# Tasks to perform
**A)** Retype a passage of the Opel article word for word, beginning at "Opel Took Backseat" and stopping after "emissions requirements.".
**B)** In one to three sentences, explain why GM backed out of the 2009 deal to sell its European unit to Magna, as the Opel article states it.
**C)** Please carry on the Opel article from its last sentence.

# Document
↓↓↓

Opel Took Backseat at GM as SUV Demand Surged
February 15 2017 - 11:32AM
Dow Jones News
By Mike Colias
In the seven years since General Motors Co. last considered
selling its European business, a major factor has changed: the
world has soured on passenger cars.
GM is in talks to potentially sell its Opel AG division to
Peugeot. The German unit, acquired by the Detroit auto giant 88
years ago, has served as a primary development hub for the sedans
and compact cars needed to satisfy demand in most markets and meet
emissions requirements.
Opel's role has diminished as low fuel prices turn consumer
demand away from cars toward the sport utilities or crossover
wagons American engineers are known for. Even in Europe, where cars
like Volkswagen AG's Golf or Ford Motor Co.'s Mondeo have long been
top sellers, auto makers are flooding the market with SUVs to
accommodate shifting tastes.
Certain passenger-car models, including redesigned Opel Astra
and Chevrolet Malibu, have been selling relatively well. But GM
executives said last month that selling more sedans actually hurts
overall margins in key regions, and the auto maker is cutting
production of certain models.
The Opel deal discussions "could indicate GM is further stepping
back" from passenger cars, a market "plagued by declining demand
and overcapacity," RBC Capital Markets analyst Joseph Spak wrote in
a research note shortly after talks were confirmed.
Opel has lost money since the late 1990s and having a large
sales operation in Europe forces U.S. auto makers to meet a
separate set of emissions rules than need to be met in their home
market. GM came close to selling the unit in 2009 to Canadian auto
supplier Magna International Inc., but backed off. It also
attempted to launch Chevrolet in Europe, but that effort
fizzled.
Keeping the car-engineering expertise and certain diesel-engine
development in house was a top reason for pulling out of the Magna
deal. About $8 billion in losses have been generated by GM Europe
since then, showing how costly that decision was.

↑↑↑

(Segmentation labeling items)
↓↓↓

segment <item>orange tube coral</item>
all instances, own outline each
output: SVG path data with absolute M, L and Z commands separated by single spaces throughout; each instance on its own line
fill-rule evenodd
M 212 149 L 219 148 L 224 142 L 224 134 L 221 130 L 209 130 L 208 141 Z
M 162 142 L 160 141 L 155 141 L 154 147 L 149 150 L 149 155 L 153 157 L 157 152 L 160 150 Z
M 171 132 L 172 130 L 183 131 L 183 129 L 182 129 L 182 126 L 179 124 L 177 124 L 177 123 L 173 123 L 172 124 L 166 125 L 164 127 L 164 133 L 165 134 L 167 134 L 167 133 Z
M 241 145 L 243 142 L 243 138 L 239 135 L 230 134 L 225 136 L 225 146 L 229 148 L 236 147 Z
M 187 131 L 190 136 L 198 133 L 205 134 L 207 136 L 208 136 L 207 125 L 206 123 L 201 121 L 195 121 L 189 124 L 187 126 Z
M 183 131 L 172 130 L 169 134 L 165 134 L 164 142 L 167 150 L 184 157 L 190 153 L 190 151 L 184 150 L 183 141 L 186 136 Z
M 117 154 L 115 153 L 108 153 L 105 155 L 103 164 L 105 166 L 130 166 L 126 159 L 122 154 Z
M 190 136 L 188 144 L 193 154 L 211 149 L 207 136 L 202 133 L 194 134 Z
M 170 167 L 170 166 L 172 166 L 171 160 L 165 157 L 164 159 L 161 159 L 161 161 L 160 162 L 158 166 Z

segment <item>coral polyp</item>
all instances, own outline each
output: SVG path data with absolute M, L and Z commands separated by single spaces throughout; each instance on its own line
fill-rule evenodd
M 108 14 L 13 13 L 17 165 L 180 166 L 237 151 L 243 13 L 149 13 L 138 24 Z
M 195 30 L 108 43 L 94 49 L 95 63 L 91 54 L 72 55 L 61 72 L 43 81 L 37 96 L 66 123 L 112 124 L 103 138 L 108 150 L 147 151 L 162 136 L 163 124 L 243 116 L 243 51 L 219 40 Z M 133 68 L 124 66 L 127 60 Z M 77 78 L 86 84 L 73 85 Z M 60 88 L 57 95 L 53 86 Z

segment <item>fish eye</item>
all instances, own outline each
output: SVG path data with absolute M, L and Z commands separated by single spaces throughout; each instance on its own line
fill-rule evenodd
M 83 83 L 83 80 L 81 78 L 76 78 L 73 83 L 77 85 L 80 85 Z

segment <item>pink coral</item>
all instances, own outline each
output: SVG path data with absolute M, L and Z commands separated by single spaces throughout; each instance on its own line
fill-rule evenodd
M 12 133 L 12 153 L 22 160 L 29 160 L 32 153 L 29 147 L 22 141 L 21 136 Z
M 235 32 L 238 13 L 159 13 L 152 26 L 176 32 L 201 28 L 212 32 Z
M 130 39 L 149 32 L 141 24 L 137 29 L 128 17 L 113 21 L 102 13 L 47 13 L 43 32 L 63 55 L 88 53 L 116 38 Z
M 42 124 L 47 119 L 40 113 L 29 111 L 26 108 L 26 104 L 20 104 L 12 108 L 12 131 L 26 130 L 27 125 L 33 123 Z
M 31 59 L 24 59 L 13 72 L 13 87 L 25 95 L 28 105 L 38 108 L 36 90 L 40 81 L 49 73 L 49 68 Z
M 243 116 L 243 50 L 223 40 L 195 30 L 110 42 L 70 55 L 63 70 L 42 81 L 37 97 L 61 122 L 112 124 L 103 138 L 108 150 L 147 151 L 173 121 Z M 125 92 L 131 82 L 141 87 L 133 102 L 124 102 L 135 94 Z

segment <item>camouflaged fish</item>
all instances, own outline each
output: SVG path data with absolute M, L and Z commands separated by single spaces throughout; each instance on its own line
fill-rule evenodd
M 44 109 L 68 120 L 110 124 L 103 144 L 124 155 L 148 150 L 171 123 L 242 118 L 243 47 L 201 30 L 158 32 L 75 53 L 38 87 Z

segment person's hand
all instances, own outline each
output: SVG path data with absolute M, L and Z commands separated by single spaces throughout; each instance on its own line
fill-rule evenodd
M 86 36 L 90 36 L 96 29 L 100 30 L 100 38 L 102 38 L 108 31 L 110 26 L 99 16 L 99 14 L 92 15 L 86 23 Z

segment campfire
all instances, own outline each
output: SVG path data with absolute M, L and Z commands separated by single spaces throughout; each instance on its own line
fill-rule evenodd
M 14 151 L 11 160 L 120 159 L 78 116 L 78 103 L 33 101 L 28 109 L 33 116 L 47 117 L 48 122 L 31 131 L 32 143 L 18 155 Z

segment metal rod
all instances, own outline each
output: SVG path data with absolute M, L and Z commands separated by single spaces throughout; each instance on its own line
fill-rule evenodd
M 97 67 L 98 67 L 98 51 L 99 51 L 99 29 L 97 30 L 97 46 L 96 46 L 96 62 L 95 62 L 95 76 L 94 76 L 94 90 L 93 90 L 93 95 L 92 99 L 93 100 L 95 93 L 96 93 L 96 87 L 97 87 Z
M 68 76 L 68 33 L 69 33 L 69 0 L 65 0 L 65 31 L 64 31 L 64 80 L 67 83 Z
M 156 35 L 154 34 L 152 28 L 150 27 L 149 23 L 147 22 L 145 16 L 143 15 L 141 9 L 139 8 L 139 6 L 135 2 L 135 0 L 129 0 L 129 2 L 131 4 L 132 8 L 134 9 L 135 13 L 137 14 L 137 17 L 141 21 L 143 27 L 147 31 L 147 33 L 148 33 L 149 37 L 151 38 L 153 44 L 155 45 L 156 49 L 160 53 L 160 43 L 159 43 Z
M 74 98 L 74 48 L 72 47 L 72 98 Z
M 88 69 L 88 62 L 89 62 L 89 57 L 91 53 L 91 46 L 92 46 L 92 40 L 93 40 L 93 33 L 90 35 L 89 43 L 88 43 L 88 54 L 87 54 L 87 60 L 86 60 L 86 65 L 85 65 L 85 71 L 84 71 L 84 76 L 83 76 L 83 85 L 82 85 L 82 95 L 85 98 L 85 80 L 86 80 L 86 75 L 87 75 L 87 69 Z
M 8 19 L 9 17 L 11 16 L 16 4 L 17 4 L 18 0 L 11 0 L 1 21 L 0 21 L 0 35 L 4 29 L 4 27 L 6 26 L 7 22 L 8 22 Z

↑↑↑

# Expected results
**A)**
Opel Took Backseat at GM as SUV Demand Surged
February 15 2017 - 11:32AM
Dow Jones News
By Mike Colias
In the seven years since General Motors Co. last considered
selling its European business, a major factor has changed: the
world has soured on passenger cars.
GM is in talks to potentially sell its Opel AG division to
Peugeot. The German unit, acquired by the Detroit auto giant 88
years ago, has served as a primary development hub for the sedans
and compact cars needed to satisfy demand in most markets and meet
emissions requirements.

**B)** GM wanted to keep its car-engineering expertise and certain diesel-engine development in house, and that was a top reason it pulled out of the Magna deal.

**C)**
In 2009 -- fresh off its U.S. government bailout and bankruptcy
-- GM had pressing need to improve a car portfolio that had long
lagged behind Toyota Motor Corp., Honda Motor Co. and other import
brands. It was the gas-price spike in 2008 that froze sales of the
Detroit Three's gas-guzzling SUVs and pickup trucks, pushing the
auto makers toward insolvency and highlighting the need for better,
fuel-efficient cars offerings.
That equation has been turned on its head in recent years amid
lower amid lower fuel prices, forcing GM and other auto makers to
cut production and offer profit-sapping discounts. The shrinking
importance of smaller cars and diesel engines in other parts of the
world means GM's scale in Europe "has become really difficult to
leverage" outside of the region, said one person familiar with GM's
operations.
The result is that better car lines haven't provided the
financial lift GM envisioned years ago.
For example, last year the auto maker rolled new versions of its
Chevrolet Cruze compact car and Malibu midsize sedan to critical
acclaim. Car & Driver magazine, for instance, rated the Malibu
higher than Toyota's Camry and Honda Accord, two cars that dominate
the segment.
Malibu and Cruze sales rose -- but that actually hurt GM's
overall profit margins in North America last year compared with the
prior year, when highly profitable trucks and SUVs made up a higher
percentage of sales.
GM isn't giving up on small cars, but it can rely on its
small-car development team at GM's South Korean engineering center,
acquired from Daewoo Motor in the early 2000s. The Chevy Bolt
electric vehicle -- released in December and touted by GM as a
symbol of its engineering prowess -- was jointly developed in South
Korea and suburban Detroit.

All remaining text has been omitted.